> **DIRECTIVE**: Copy the data from its very first line through the line holding "524 230 L 529", including both, and keep every character unchanged.

start

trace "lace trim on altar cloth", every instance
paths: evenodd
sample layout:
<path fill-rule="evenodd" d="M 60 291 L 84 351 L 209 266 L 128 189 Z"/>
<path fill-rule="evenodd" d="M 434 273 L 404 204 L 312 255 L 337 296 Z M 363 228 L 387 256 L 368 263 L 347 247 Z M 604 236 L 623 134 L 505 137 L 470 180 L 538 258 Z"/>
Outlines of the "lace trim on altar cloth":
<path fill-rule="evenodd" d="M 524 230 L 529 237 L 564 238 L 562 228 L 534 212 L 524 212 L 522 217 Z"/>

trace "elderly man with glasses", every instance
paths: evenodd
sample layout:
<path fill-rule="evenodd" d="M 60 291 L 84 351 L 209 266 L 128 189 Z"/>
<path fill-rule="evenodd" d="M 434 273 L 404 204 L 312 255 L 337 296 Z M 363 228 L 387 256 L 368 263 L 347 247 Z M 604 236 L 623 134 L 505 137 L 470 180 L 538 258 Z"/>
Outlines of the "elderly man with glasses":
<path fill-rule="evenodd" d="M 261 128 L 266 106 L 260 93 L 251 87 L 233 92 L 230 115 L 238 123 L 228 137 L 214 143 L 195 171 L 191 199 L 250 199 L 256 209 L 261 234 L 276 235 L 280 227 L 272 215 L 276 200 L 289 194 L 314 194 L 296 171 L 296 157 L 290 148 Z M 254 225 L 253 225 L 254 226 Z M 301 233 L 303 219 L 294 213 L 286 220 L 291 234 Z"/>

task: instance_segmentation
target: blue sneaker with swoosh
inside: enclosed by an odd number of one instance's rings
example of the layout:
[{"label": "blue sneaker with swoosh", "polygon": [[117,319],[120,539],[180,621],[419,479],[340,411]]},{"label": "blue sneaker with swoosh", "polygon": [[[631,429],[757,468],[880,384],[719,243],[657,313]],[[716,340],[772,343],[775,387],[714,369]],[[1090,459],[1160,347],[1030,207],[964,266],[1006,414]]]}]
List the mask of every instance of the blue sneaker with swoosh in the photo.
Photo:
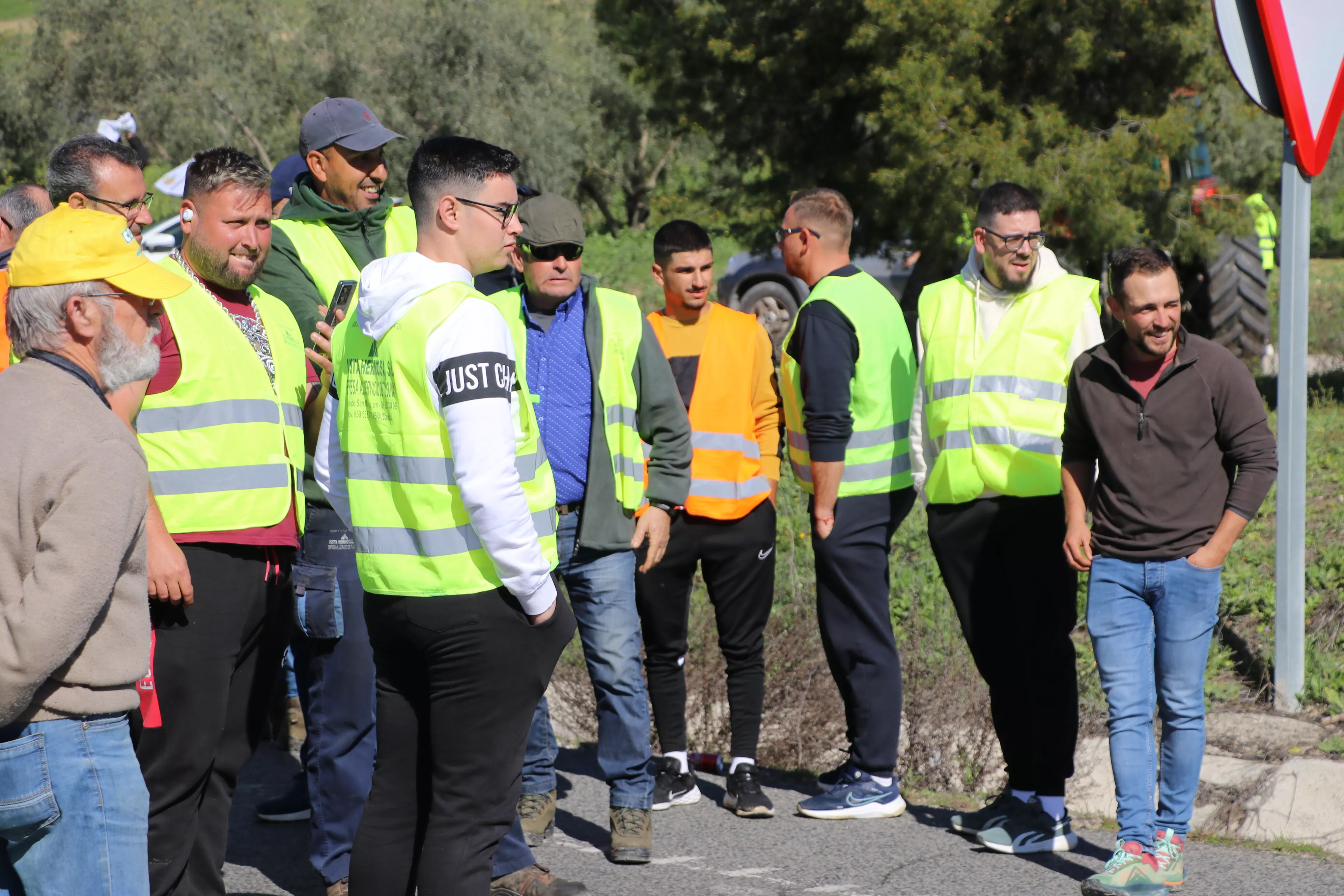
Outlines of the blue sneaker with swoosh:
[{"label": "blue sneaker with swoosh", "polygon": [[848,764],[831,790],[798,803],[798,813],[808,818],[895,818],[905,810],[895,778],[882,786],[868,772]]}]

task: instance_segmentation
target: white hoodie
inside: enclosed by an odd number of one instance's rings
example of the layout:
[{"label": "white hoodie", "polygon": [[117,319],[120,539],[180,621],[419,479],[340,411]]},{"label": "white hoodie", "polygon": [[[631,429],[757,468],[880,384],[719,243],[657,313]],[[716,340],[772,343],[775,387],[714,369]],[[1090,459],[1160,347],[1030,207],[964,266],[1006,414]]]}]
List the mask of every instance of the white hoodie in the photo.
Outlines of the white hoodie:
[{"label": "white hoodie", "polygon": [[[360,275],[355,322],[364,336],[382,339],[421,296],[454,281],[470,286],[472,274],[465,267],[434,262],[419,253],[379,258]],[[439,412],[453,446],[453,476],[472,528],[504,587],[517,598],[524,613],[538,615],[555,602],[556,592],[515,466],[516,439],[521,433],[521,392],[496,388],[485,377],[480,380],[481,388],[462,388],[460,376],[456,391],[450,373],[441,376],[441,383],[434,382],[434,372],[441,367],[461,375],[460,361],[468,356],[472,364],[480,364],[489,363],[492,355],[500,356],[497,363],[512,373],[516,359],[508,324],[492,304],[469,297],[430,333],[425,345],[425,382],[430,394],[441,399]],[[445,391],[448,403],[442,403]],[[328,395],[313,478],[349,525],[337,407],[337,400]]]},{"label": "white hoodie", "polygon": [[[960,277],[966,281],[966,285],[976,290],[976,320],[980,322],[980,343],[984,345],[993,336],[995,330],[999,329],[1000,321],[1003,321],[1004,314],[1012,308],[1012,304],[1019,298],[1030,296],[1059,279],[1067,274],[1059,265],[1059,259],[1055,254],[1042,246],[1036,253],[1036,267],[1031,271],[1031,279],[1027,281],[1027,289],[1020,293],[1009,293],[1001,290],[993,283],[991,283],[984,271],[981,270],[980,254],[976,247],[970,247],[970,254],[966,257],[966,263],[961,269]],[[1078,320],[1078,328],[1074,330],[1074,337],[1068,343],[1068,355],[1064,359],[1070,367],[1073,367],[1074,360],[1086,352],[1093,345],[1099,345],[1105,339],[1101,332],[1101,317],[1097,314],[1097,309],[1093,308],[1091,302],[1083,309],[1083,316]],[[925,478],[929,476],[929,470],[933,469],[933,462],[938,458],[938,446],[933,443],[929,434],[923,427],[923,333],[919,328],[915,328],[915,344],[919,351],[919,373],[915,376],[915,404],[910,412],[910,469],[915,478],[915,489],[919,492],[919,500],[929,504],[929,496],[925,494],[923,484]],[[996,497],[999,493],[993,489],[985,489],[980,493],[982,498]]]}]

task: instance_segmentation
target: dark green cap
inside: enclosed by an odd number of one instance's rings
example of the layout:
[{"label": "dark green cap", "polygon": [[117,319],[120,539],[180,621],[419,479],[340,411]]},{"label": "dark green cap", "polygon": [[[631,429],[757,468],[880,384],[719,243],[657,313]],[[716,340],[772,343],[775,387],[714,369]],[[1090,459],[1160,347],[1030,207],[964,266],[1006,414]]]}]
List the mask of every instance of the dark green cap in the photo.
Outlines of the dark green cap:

end

> **SOLVED EXERCISE**:
trace "lace trim on altar cloth", every instance
paths: evenodd
sample layout:
<path fill-rule="evenodd" d="M 60 291 L 84 351 L 209 266 L 128 189 Z"/>
<path fill-rule="evenodd" d="M 434 273 L 404 204 L 312 255 L 337 296 Z M 363 228 L 387 256 L 368 263 L 347 247 Z M 604 236 L 623 134 L 505 137 L 470 180 L 538 258 Z"/>
Outlines of the "lace trim on altar cloth":
<path fill-rule="evenodd" d="M 524 230 L 529 237 L 564 238 L 562 228 L 534 212 L 524 212 L 522 217 Z"/>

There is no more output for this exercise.